▶ [TEXTE SOURCE]
------------------------------------------------------------
Pour faire le point sur la situation de ce pays au regard des hydrocarbures, voici quelques éléments clés.
De quel projet ou de quels projets est-il question ?
Deux projets sont en cours de développement en vue d’une mise en production en 2023 : un projet gazier et un projet pétrolier. Parmi leurs points communs, ils sont tous les deux offshore (au large des côtes du pays), les découvertes concernées remontent à la même période (2014-2015), celles-ci ont été réalisées par des firmes étrangères, ces entreprises sont américaines ou britanniques et elles ne figurent pas parmi les géants de l’industrie pétrolière. Ces deux projets permettront au Sénégal de devenir un pays producteur et exportateur de pétrole et de gaz naturel.
Il y a, cependant, deux différences notables entre ces projets. La première porte sur leur taille. Le projet pétrolier est important mais le projet gazier est très important (voir ci-dessous). La seconde porte sur le fait que le projet gazier implique deux pays, le Sénégal et la Mauritanie, car les découvertes réalisées à partir de 2015 sont situées de part et d’autre de la frontière maritime entre ces deux voisins. Le projet couvre cinq permis, dont deux au large du Sénégal et trois au large de la Mauritanie. Par contre, pour le pétrole, les découvertes faites en 2014 relèvent uniquement de la souveraineté du Sénégal.
Qui sont les acteurs industriels concernés par ces deux projets ?
Pour le projet gazier (dont le nom est GTA), le consortium est composé du géant britannique BP, de Kosmos Energy (Etats-Unis) et des sociétés nationales des deux pays concernés, Petrosen (Sénégal) et la Société Mauritanienne des Hydrocarbures (SMH). Les participations de BP sont de 60% au Sénégal et de 62% en Mauritanie. Celles de Kosmos sont de 30% et de 28% respectivement. Les intérêts de Petrosen au Sénégal et de la SMH en Mauritanie sont de 10% chacune. Pour le projet pétrolier, la compagnie australienne Woodside Energy détient une participation de 82% en association avec Petrosen (18%). BP et Woodside sont les opérateurs de ces deux projets, c’est-à-dire les leaders.
------------------------------------------------------------
▶ [CONSIGNES DE L'EXERCICE]
**A.** Pour chacune des affirmations suivantes, indiquez par oui ou par non si elle concorde avec le texte sur les projets d'hydrocarbures du Sénégal. Citez à l'identique les mots du texte qui tranchent.
(i) Les découvertes pétrolières de 2014 relèvent uniquement de la souveraineté du Sénégal.
(ii) Le projet gazier couvre trois permis au large du Sénégal.
(iii) Woodside Energy détient une participation de 82 % dans le projet pétrolier.
**B.** D'après le texte sur les projets d'hydrocarbures du Sénégal, quel est le nom du projet gazier ?
------------------------------------------------------------
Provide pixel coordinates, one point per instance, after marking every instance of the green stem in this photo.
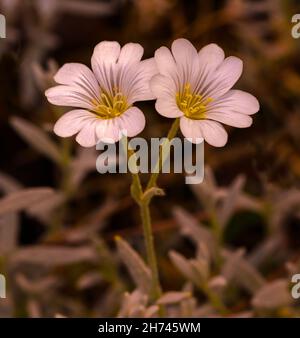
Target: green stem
(218, 234)
(151, 255)
(154, 176)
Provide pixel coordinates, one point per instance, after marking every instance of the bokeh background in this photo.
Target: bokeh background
(59, 217)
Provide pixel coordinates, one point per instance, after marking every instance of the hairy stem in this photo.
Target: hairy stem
(172, 133)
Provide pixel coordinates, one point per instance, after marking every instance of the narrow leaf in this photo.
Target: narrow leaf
(139, 272)
(23, 199)
(36, 137)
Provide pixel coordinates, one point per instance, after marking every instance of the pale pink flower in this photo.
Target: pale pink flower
(103, 97)
(196, 87)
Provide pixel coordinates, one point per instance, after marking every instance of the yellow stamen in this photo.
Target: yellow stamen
(110, 105)
(193, 105)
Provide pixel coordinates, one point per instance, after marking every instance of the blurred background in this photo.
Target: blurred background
(59, 217)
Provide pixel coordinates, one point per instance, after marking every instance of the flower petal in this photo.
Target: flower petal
(167, 107)
(87, 135)
(71, 122)
(162, 86)
(224, 78)
(130, 53)
(132, 122)
(236, 101)
(103, 61)
(78, 75)
(191, 130)
(166, 63)
(210, 58)
(231, 119)
(108, 131)
(137, 81)
(65, 95)
(187, 61)
(213, 133)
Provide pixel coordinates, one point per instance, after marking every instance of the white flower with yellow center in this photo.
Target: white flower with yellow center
(104, 96)
(196, 87)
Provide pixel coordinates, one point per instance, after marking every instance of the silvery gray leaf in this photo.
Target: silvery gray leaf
(172, 297)
(23, 199)
(139, 272)
(36, 138)
(236, 269)
(49, 256)
(273, 295)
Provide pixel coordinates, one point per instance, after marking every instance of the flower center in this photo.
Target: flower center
(109, 105)
(193, 105)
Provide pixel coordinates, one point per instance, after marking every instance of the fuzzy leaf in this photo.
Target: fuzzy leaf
(23, 199)
(272, 296)
(36, 137)
(173, 297)
(53, 255)
(139, 272)
(230, 202)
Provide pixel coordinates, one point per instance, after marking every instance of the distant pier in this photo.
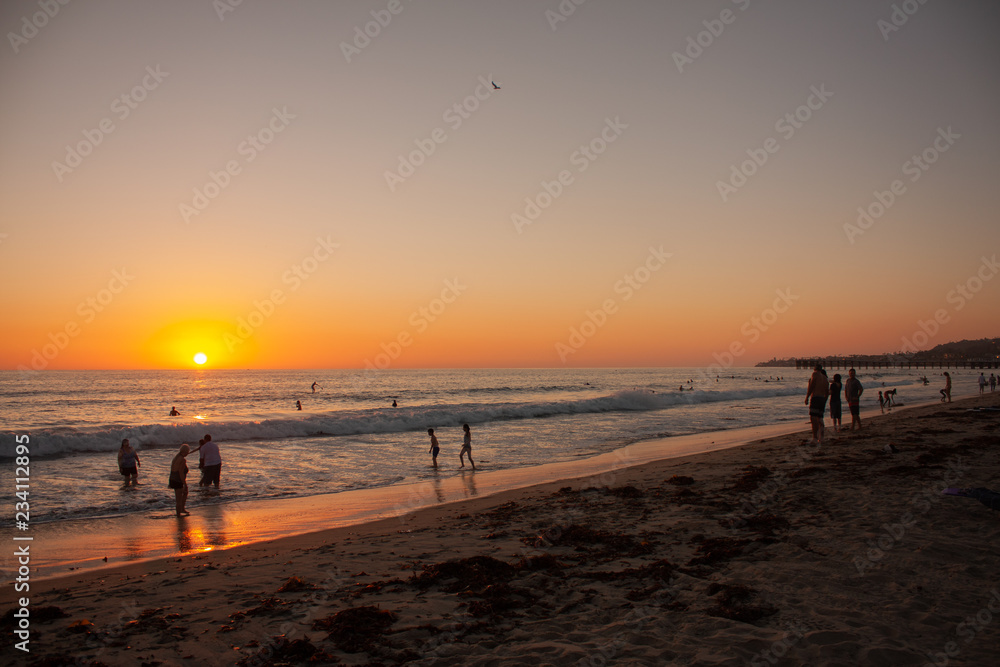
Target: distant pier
(890, 362)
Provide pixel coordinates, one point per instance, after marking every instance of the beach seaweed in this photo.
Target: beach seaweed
(716, 550)
(356, 629)
(733, 602)
(295, 585)
(751, 479)
(476, 572)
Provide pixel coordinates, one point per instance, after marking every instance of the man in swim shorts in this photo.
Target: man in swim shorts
(211, 462)
(852, 392)
(466, 447)
(817, 391)
(434, 446)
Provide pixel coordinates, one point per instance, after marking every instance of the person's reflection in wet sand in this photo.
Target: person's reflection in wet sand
(438, 491)
(184, 535)
(215, 525)
(135, 548)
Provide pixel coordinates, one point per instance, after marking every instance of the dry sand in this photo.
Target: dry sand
(776, 552)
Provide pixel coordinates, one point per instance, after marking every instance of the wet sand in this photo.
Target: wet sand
(775, 552)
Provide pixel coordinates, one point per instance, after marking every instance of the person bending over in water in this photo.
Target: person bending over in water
(466, 447)
(128, 464)
(178, 479)
(433, 451)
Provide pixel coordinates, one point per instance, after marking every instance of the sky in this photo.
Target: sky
(311, 184)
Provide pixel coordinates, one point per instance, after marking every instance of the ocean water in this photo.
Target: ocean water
(348, 435)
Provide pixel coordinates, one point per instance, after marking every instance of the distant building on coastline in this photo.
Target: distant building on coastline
(983, 354)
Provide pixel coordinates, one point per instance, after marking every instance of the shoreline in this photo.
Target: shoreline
(718, 568)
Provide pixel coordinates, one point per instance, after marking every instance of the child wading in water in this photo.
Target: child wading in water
(434, 448)
(466, 447)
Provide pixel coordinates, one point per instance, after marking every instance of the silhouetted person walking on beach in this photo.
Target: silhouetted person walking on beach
(466, 447)
(817, 391)
(852, 392)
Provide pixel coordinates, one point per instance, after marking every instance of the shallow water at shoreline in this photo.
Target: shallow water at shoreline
(519, 419)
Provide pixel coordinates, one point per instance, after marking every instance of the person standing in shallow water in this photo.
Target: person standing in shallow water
(852, 392)
(466, 447)
(817, 391)
(433, 451)
(210, 463)
(178, 479)
(946, 392)
(835, 410)
(128, 464)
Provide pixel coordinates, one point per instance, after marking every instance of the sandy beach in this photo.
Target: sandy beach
(774, 552)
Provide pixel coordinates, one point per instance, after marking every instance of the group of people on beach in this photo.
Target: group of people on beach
(983, 382)
(820, 389)
(466, 447)
(209, 462)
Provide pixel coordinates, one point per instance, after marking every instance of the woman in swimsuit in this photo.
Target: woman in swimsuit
(178, 479)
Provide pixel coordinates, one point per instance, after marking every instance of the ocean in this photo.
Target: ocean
(348, 436)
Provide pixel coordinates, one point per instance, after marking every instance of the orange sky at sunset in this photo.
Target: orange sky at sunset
(255, 190)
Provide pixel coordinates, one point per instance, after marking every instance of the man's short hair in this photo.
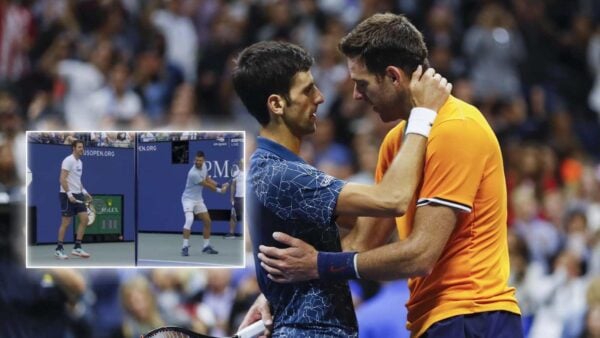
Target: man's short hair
(384, 40)
(75, 142)
(266, 68)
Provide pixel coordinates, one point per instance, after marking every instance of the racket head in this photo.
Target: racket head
(174, 332)
(233, 213)
(91, 210)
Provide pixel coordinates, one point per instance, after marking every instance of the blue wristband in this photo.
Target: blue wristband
(336, 265)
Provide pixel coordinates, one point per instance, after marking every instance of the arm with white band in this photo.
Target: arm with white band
(343, 265)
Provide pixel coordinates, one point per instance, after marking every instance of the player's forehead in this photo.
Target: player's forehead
(358, 70)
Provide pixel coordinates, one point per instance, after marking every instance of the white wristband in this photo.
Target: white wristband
(420, 121)
(356, 266)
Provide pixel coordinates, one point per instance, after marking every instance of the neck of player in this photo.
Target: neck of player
(282, 136)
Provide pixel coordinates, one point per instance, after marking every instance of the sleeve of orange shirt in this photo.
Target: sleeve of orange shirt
(454, 165)
(388, 150)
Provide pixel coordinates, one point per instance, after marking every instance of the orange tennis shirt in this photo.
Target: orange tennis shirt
(464, 171)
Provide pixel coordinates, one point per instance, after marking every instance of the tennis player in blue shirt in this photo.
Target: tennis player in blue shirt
(285, 194)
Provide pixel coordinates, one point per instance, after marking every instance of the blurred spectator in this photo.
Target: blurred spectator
(141, 311)
(494, 49)
(593, 59)
(154, 78)
(542, 238)
(116, 106)
(182, 115)
(81, 79)
(110, 64)
(176, 26)
(563, 300)
(17, 33)
(331, 157)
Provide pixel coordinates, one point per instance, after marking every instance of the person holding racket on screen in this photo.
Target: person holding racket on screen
(193, 203)
(285, 194)
(72, 196)
(237, 199)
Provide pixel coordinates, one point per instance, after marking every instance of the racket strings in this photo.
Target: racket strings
(168, 333)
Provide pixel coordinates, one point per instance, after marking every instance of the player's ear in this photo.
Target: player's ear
(396, 75)
(276, 103)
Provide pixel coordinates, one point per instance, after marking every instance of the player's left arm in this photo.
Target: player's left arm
(211, 184)
(451, 176)
(232, 191)
(412, 257)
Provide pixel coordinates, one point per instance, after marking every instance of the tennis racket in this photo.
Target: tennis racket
(251, 331)
(91, 206)
(233, 213)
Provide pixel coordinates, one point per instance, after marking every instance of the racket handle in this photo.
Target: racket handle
(252, 331)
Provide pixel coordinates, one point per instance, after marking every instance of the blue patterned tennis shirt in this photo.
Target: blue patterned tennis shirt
(288, 195)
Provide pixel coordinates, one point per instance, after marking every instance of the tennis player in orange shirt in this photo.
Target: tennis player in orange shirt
(453, 245)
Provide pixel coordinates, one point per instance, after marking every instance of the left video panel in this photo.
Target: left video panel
(81, 199)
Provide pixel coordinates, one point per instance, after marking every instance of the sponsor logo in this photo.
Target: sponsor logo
(326, 180)
(99, 153)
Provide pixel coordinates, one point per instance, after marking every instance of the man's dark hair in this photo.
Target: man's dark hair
(385, 40)
(75, 143)
(266, 68)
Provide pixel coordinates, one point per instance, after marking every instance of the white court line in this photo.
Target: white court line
(181, 262)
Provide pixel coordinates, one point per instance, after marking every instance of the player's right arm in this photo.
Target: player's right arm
(369, 233)
(232, 191)
(212, 185)
(393, 194)
(63, 183)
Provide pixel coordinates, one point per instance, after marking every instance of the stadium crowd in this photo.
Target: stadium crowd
(531, 66)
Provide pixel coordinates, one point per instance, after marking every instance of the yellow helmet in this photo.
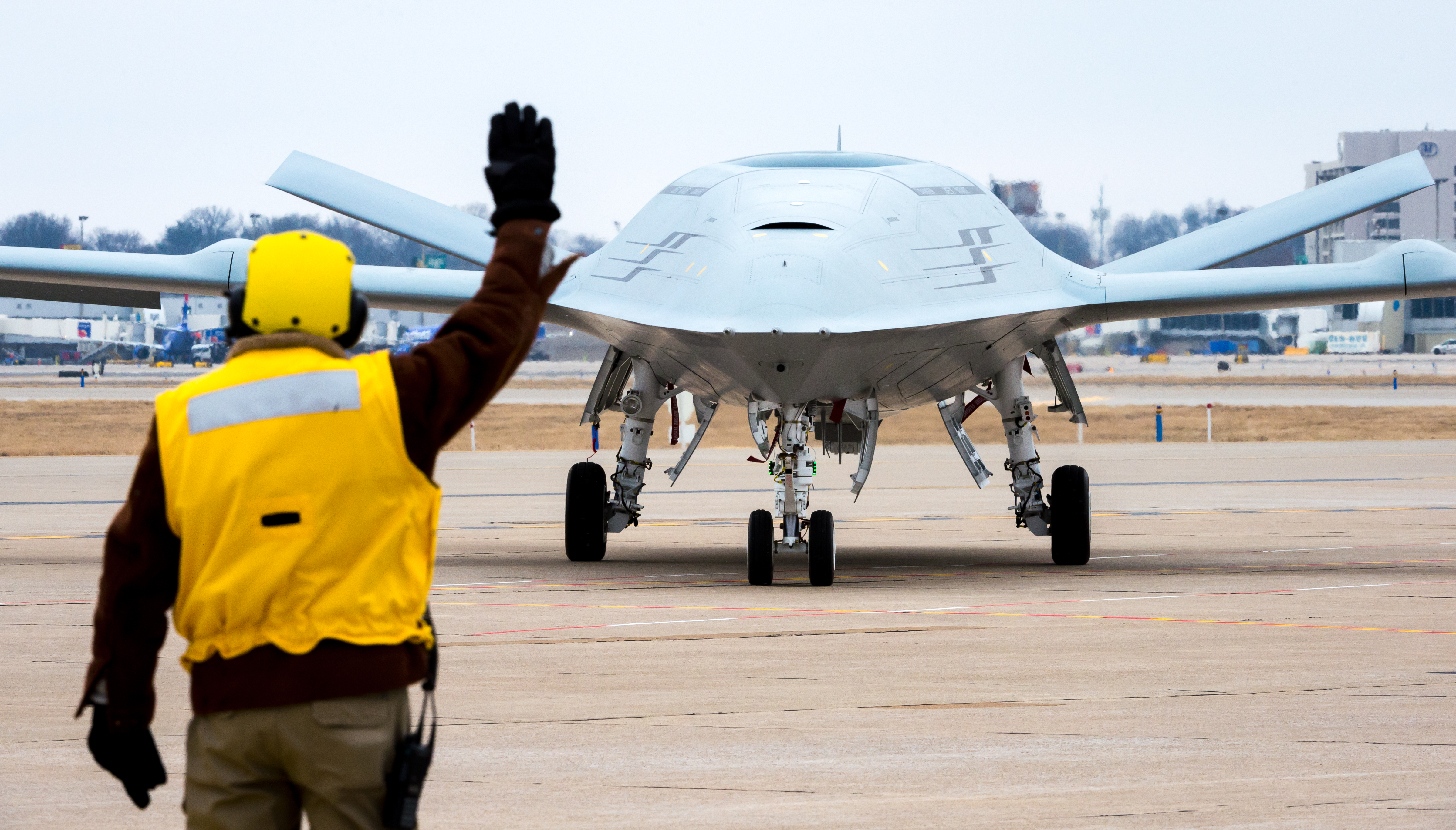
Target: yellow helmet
(299, 282)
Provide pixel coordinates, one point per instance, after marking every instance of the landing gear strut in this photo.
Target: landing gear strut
(793, 469)
(1066, 516)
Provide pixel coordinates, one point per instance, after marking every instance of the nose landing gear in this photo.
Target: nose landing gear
(793, 471)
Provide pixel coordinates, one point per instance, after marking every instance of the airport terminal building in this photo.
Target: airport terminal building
(1416, 325)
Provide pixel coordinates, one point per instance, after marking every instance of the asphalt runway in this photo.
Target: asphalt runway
(1266, 637)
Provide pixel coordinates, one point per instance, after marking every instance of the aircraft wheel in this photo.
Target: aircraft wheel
(1071, 516)
(586, 513)
(822, 548)
(761, 548)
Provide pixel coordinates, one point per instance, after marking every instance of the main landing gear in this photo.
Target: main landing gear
(1065, 515)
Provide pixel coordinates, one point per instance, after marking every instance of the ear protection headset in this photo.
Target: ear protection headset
(299, 282)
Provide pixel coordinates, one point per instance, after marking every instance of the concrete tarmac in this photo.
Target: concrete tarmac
(1091, 394)
(1264, 638)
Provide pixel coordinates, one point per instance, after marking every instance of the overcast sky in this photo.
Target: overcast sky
(136, 113)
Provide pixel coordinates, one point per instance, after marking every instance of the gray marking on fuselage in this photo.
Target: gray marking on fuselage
(951, 191)
(983, 234)
(628, 279)
(669, 241)
(646, 260)
(988, 276)
(978, 258)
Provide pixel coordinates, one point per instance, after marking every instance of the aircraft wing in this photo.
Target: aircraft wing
(1280, 220)
(1411, 268)
(385, 206)
(388, 207)
(136, 279)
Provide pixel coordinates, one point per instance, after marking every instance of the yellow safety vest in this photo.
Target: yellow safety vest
(300, 513)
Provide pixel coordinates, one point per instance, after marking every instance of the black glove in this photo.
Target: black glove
(523, 164)
(130, 755)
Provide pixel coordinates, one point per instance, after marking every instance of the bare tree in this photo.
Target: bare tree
(199, 229)
(37, 229)
(121, 241)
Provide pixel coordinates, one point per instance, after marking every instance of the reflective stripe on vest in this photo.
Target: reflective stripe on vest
(300, 513)
(303, 394)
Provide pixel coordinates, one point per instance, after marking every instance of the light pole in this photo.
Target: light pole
(1439, 207)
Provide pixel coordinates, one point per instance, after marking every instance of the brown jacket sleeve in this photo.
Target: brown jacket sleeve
(139, 583)
(446, 382)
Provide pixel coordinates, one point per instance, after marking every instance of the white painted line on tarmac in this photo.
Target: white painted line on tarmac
(1307, 549)
(897, 567)
(660, 576)
(945, 609)
(1168, 598)
(670, 622)
(502, 583)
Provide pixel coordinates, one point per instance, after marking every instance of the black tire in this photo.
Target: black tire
(1071, 516)
(822, 548)
(586, 513)
(761, 548)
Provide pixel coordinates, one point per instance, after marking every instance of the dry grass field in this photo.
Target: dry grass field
(120, 427)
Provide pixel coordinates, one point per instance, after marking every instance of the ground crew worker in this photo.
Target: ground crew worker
(285, 510)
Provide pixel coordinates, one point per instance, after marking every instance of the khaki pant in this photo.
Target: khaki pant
(260, 768)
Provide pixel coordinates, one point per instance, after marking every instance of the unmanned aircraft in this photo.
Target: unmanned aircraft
(826, 292)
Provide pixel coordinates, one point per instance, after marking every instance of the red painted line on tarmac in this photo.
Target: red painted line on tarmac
(842, 612)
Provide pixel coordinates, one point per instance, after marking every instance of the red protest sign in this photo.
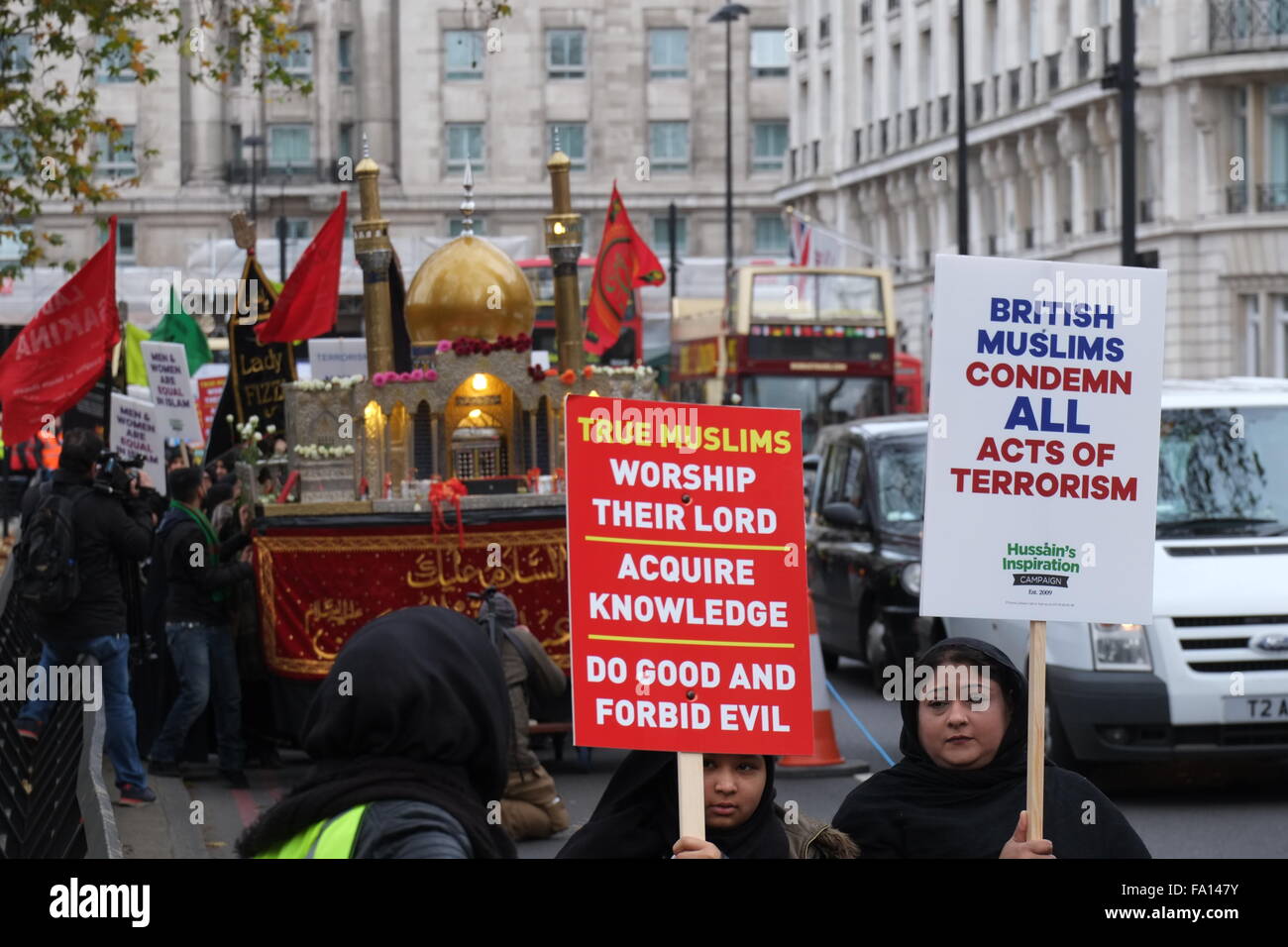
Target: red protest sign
(687, 578)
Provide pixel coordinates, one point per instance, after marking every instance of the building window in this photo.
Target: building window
(116, 159)
(12, 142)
(125, 241)
(299, 62)
(566, 53)
(115, 64)
(771, 235)
(572, 142)
(290, 146)
(662, 237)
(668, 53)
(769, 145)
(669, 146)
(769, 53)
(346, 55)
(464, 54)
(1252, 333)
(1275, 189)
(1280, 305)
(464, 142)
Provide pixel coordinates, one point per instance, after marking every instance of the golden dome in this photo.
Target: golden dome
(451, 292)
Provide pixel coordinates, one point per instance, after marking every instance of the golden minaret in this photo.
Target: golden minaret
(374, 252)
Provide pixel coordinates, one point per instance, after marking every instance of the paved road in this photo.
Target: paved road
(1197, 812)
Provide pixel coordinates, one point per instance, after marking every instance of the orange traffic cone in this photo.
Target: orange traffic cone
(825, 759)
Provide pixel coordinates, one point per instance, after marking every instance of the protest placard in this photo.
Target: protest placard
(166, 365)
(1042, 459)
(687, 578)
(338, 357)
(137, 433)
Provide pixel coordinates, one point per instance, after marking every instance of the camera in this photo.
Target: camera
(115, 474)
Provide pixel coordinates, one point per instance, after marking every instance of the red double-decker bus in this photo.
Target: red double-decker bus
(812, 338)
(629, 348)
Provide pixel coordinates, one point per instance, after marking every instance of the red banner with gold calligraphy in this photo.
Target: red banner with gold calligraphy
(318, 585)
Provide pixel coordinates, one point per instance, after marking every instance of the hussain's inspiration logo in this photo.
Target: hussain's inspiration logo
(1046, 564)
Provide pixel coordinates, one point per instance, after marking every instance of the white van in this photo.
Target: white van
(1209, 677)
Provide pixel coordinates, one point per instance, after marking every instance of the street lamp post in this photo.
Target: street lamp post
(281, 224)
(726, 14)
(254, 144)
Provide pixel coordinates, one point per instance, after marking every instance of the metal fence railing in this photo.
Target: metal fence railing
(53, 799)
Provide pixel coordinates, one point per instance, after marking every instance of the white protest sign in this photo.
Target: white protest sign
(166, 365)
(1042, 457)
(137, 432)
(338, 357)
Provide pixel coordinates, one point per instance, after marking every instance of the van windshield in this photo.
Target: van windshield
(901, 479)
(1224, 471)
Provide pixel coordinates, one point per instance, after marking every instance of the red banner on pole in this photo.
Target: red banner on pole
(209, 392)
(59, 356)
(318, 585)
(687, 578)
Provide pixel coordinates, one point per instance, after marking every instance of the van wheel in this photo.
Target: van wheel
(877, 654)
(1057, 748)
(831, 660)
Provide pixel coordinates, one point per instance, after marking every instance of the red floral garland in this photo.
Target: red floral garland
(503, 343)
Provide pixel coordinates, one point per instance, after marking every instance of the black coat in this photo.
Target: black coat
(108, 534)
(189, 587)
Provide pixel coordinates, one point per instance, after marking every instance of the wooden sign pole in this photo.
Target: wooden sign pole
(1037, 725)
(694, 809)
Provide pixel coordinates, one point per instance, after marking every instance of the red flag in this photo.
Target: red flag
(307, 305)
(625, 262)
(59, 356)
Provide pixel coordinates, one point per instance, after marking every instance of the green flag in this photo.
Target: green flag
(180, 328)
(134, 371)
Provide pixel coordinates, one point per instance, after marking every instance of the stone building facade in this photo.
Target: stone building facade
(874, 145)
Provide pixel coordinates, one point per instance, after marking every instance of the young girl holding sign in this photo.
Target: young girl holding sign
(960, 789)
(639, 814)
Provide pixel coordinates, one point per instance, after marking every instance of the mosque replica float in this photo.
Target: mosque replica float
(419, 487)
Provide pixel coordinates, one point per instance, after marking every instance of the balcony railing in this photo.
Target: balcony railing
(269, 172)
(1237, 25)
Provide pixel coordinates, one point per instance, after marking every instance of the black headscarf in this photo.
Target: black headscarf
(639, 817)
(919, 809)
(424, 716)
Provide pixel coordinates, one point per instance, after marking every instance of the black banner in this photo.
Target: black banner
(1039, 579)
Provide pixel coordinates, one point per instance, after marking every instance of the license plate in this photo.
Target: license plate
(1265, 709)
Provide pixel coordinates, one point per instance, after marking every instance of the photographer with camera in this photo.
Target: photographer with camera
(198, 575)
(531, 806)
(77, 530)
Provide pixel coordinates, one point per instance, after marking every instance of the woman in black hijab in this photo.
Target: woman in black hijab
(639, 817)
(962, 797)
(411, 723)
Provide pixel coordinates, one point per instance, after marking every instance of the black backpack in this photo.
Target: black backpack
(47, 578)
------------------------------------------------------------
▶ [RÉPONSES DE L'EXERCICE]
**A.**
(i) Oui : « les découvertes faites en 2014 relèvent uniquement de la souveraineté du Sénégal ».
(ii) Non : « Le projet couvre cinq permis, dont deux au large du Sénégal et trois au large de la Mauritanie. »
(iii) Oui : « Woodside Energy détient une participation de 82% en association avec Petrosen (18%) ».

**B.** Le projet gazier s'appelle GTA.